Return all of the data below word for word, omitting the pictures.

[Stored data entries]
■ ■ ■ ■

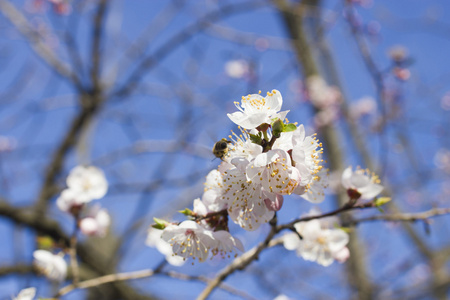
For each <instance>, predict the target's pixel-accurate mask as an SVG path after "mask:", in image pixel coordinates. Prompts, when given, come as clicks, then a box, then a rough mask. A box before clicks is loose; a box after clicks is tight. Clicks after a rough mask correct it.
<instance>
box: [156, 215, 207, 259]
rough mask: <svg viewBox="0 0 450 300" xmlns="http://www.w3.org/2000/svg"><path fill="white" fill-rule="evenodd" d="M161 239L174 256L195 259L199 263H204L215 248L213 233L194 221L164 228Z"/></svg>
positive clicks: (181, 222) (181, 223)
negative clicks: (166, 244)
mask: <svg viewBox="0 0 450 300" xmlns="http://www.w3.org/2000/svg"><path fill="white" fill-rule="evenodd" d="M161 238H162V239H163V240H164V241H166V242H168V243H169V244H170V246H171V247H172V251H173V253H174V254H175V255H178V256H181V257H183V258H184V259H187V258H193V259H195V258H197V259H198V261H199V262H204V261H205V260H206V258H207V257H208V255H209V250H210V249H212V248H214V246H215V239H214V237H213V232H212V231H211V230H207V229H206V228H204V227H202V226H201V225H199V224H197V223H196V222H194V221H184V222H181V223H180V224H179V225H173V226H168V227H166V228H165V229H164V230H163V233H162V235H161Z"/></svg>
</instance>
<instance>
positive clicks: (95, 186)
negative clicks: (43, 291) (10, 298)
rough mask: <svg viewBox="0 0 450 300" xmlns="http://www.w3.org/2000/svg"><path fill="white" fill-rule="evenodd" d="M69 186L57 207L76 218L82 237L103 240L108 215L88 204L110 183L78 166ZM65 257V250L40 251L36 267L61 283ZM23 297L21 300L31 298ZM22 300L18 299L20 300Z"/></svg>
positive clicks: (43, 274)
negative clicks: (64, 256) (99, 239)
mask: <svg viewBox="0 0 450 300" xmlns="http://www.w3.org/2000/svg"><path fill="white" fill-rule="evenodd" d="M66 183H67V188H66V189H65V190H63V191H62V192H61V194H60V195H59V197H58V199H57V200H56V205H57V207H58V208H59V209H60V210H61V211H63V212H67V213H70V214H71V215H73V217H74V218H75V222H76V224H77V229H78V228H79V229H80V230H81V232H82V233H83V234H85V235H89V236H92V235H95V236H100V237H103V236H104V235H105V234H106V232H107V229H108V227H109V225H110V217H109V214H108V213H107V211H106V210H105V209H103V208H101V207H100V205H99V204H96V205H92V206H89V205H88V203H89V202H91V201H92V200H96V199H100V198H102V197H103V196H105V194H106V192H107V190H108V182H107V181H106V178H105V175H104V174H103V172H102V171H101V170H100V169H98V168H96V167H93V166H76V167H75V168H73V169H72V170H71V171H70V173H69V175H68V177H67V180H66ZM75 234H76V232H75ZM64 256H65V251H64V250H63V251H60V252H59V253H58V254H54V253H53V252H51V251H48V250H44V249H39V250H36V251H34V253H33V258H34V265H35V267H36V268H37V270H39V271H40V272H41V273H42V274H43V275H45V276H46V277H47V278H48V279H50V280H51V281H54V282H62V281H64V280H65V278H66V275H67V263H66V261H65V260H64ZM24 294H26V295H28V294H31V292H30V293H28V292H24ZM19 295H20V294H19ZM24 297H25V296H23V297H22V298H23V299H28V298H26V297H25V298H24ZM22 298H20V297H18V299H22Z"/></svg>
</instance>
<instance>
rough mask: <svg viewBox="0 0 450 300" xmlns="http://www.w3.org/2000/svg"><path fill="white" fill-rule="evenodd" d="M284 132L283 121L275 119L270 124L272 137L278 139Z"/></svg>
mask: <svg viewBox="0 0 450 300" xmlns="http://www.w3.org/2000/svg"><path fill="white" fill-rule="evenodd" d="M283 130H284V124H283V121H281V120H280V119H277V120H276V121H275V122H273V124H272V134H273V136H274V137H276V138H279V137H280V135H281V133H282V132H283Z"/></svg>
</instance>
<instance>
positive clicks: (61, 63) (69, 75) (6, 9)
mask: <svg viewBox="0 0 450 300" xmlns="http://www.w3.org/2000/svg"><path fill="white" fill-rule="evenodd" d="M0 12H1V13H2V14H3V15H4V16H5V17H6V18H7V19H8V20H9V21H10V22H11V23H12V24H13V25H14V26H15V27H16V28H17V30H19V32H20V33H21V34H22V35H23V36H24V37H25V38H26V39H27V40H28V41H29V43H30V45H31V47H32V49H33V50H34V52H35V53H36V54H37V55H38V56H39V57H40V58H41V59H42V60H44V61H45V62H46V63H47V64H48V65H49V66H50V67H52V68H53V69H54V70H55V71H56V72H57V73H58V74H59V75H61V76H62V77H64V78H68V79H70V81H71V82H72V83H73V84H74V86H75V87H76V88H77V89H78V90H79V91H81V90H82V86H81V83H80V80H79V78H78V77H77V76H76V74H75V73H73V72H72V70H70V68H69V66H67V65H66V64H65V63H64V62H63V61H61V60H60V59H59V58H58V57H57V56H56V55H55V53H54V52H53V51H52V50H51V49H50V47H49V46H48V45H46V44H45V43H44V42H43V40H42V38H41V36H40V35H39V34H38V33H37V32H36V31H35V30H33V29H32V28H33V27H32V26H31V25H30V24H29V23H28V21H27V19H26V18H25V16H24V15H23V14H22V13H21V12H20V11H19V10H17V8H16V7H15V6H14V5H13V4H11V3H10V2H9V1H7V0H0Z"/></svg>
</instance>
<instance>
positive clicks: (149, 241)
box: [145, 225, 184, 266]
mask: <svg viewBox="0 0 450 300" xmlns="http://www.w3.org/2000/svg"><path fill="white" fill-rule="evenodd" d="M169 226H172V225H169ZM162 233H163V231H162V230H159V229H155V228H150V229H149V231H148V234H147V240H146V241H145V244H146V245H147V246H149V247H154V248H156V249H157V250H158V251H159V252H160V253H161V254H162V255H164V256H165V257H166V260H167V262H168V263H169V264H171V265H173V266H182V265H183V264H184V259H183V258H182V257H181V256H177V255H174V254H173V251H172V247H171V246H170V244H169V243H168V242H166V241H164V240H162V239H161V234H162Z"/></svg>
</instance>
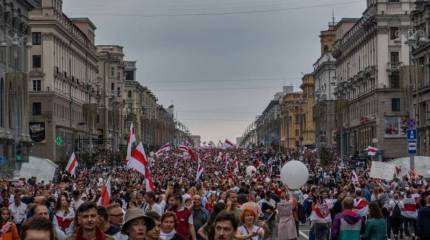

■ ■ ■ ■

**Exercise answer:**
For each <instance>, predict the target's pixel-accurate mask as an SVG path after "mask:", in image pixel coordinates. Prompts, when given, come as clicks, then a box, then a rough mask. A box before clicks is loose; a box after clicks is tight. Clicks after a rough mask correct it.
<instance>
box: [156, 215, 207, 259]
rough mask: <svg viewBox="0 0 450 300" xmlns="http://www.w3.org/2000/svg"><path fill="white" fill-rule="evenodd" d="M161 239L174 256L195 259L199 263H204L215 248L213 233L194 221L164 228Z"/></svg>
positive clicks: (181, 222) (181, 223)
negative clicks: (166, 244)
mask: <svg viewBox="0 0 450 300" xmlns="http://www.w3.org/2000/svg"><path fill="white" fill-rule="evenodd" d="M161 238H162V239H163V240H164V241H166V242H168V243H169V244H170V246H171V247H172V251H173V253H174V254H175V255H178V256H181V257H183V258H184V259H187V258H193V259H195V258H197V259H198V261H199V262H204V261H205V260H206V258H207V257H208V255H209V250H210V249H212V248H214V246H215V239H214V237H213V232H212V231H211V230H207V229H206V228H204V227H202V226H201V225H199V224H197V223H196V222H194V221H184V222H181V223H180V224H179V225H173V226H168V227H166V228H165V229H164V230H163V233H162V235H161Z"/></svg>
</instance>
<instance>
positive clicks: (95, 186)
negative clicks: (43, 291) (10, 298)
rough mask: <svg viewBox="0 0 450 300" xmlns="http://www.w3.org/2000/svg"><path fill="white" fill-rule="evenodd" d="M69 186L57 207L76 218L82 237L103 240L108 215L88 204L110 183L78 166ZM65 257V250L40 251L36 267L61 283ZM23 297L21 300L31 298ZM22 300L18 299L20 300Z"/></svg>
positive clicks: (43, 274)
negative clicks: (64, 256) (99, 239)
mask: <svg viewBox="0 0 450 300" xmlns="http://www.w3.org/2000/svg"><path fill="white" fill-rule="evenodd" d="M66 183H67V188H66V189H65V190H63V191H62V192H61V194H60V195H59V197H58V199H57V200H56V205H57V207H58V208H59V209H60V210H61V211H63V212H67V213H70V214H71V215H73V217H74V218H75V222H76V224H77V229H78V228H79V229H80V230H81V232H82V233H83V234H85V235H89V236H92V235H95V236H100V237H103V236H104V235H105V234H106V232H107V229H108V227H109V225H110V217H109V214H108V213H107V211H106V210H105V209H103V208H101V207H100V205H99V204H96V205H92V206H89V205H88V203H89V202H91V201H92V200H96V199H100V198H102V197H103V196H105V194H106V192H107V190H108V182H107V181H106V178H105V175H104V174H103V172H102V171H101V170H100V169H98V168H96V167H93V166H76V167H75V168H73V169H72V170H71V171H70V173H69V175H68V177H67V180H66ZM75 234H76V232H75ZM64 256H65V251H64V250H63V251H60V252H59V253H58V254H54V253H53V252H51V251H48V250H44V249H39V250H36V251H34V253H33V258H34V265H35V267H36V268H37V270H39V271H40V272H41V273H42V274H43V275H45V276H46V277H47V278H48V279H50V280H51V281H54V282H62V281H64V280H65V278H66V275H67V263H66V261H65V260H64ZM24 294H26V295H28V294H31V292H30V293H28V292H24ZM19 295H20V294H19ZM24 297H25V296H23V297H22V298H23V299H28V298H26V297H25V298H24ZM22 298H20V297H18V299H22Z"/></svg>
</instance>
<instance>
rough mask: <svg viewBox="0 0 450 300" xmlns="http://www.w3.org/2000/svg"><path fill="white" fill-rule="evenodd" d="M284 132L283 121L275 119L270 124L272 137L278 139Z"/></svg>
mask: <svg viewBox="0 0 450 300" xmlns="http://www.w3.org/2000/svg"><path fill="white" fill-rule="evenodd" d="M283 130H284V124H283V121H281V120H280V119H277V120H276V121H275V122H273V124H272V134H273V136H274V137H276V138H279V137H280V135H281V133H282V132H283Z"/></svg>
</instance>
<instance>
positive clicks: (61, 63) (69, 75) (6, 9)
mask: <svg viewBox="0 0 450 300" xmlns="http://www.w3.org/2000/svg"><path fill="white" fill-rule="evenodd" d="M0 12H1V13H2V14H3V15H4V16H5V17H6V18H7V19H8V20H9V21H10V22H11V23H12V24H13V25H14V26H15V27H16V28H17V30H19V32H20V33H21V34H22V35H23V36H24V37H25V38H26V39H27V40H28V41H29V43H30V45H31V47H32V49H33V50H34V52H35V53H36V54H37V55H38V56H39V57H40V58H41V59H42V60H44V61H45V62H46V63H47V64H48V65H49V66H50V67H52V68H53V69H54V70H55V71H56V72H57V73H58V74H59V75H61V76H62V77H64V78H68V79H70V81H71V82H72V83H73V84H74V86H75V87H76V88H77V89H78V90H79V91H81V90H82V86H81V83H80V80H79V78H78V77H77V76H76V74H75V73H73V72H72V70H70V68H69V66H67V65H66V64H65V63H64V62H63V61H61V60H60V59H59V58H58V57H57V56H56V55H55V53H54V52H53V51H52V50H51V49H50V47H49V46H48V45H46V44H45V43H44V42H43V40H42V38H41V36H40V35H39V34H38V33H37V32H36V31H35V30H33V29H32V28H33V27H32V26H31V25H30V24H29V23H28V21H27V19H26V18H25V16H24V15H23V14H22V13H21V12H20V11H19V10H17V8H16V7H15V6H14V5H13V4H11V3H10V2H9V1H7V0H0Z"/></svg>
</instance>
<instance>
positive clicks: (149, 241)
box: [145, 225, 184, 266]
mask: <svg viewBox="0 0 450 300" xmlns="http://www.w3.org/2000/svg"><path fill="white" fill-rule="evenodd" d="M169 226H172V225H169ZM162 233H163V231H162V230H159V229H155V228H150V229H149V231H148V234H147V240H146V241H145V244H146V245H147V246H149V247H154V248H156V249H157V250H158V251H159V252H160V253H161V254H162V255H164V256H165V257H166V260H167V262H168V263H169V264H171V265H173V266H182V265H183V264H184V259H183V258H182V257H181V256H177V255H174V254H173V251H172V247H171V246H170V244H169V243H168V242H166V241H164V240H162V239H161V234H162Z"/></svg>
</instance>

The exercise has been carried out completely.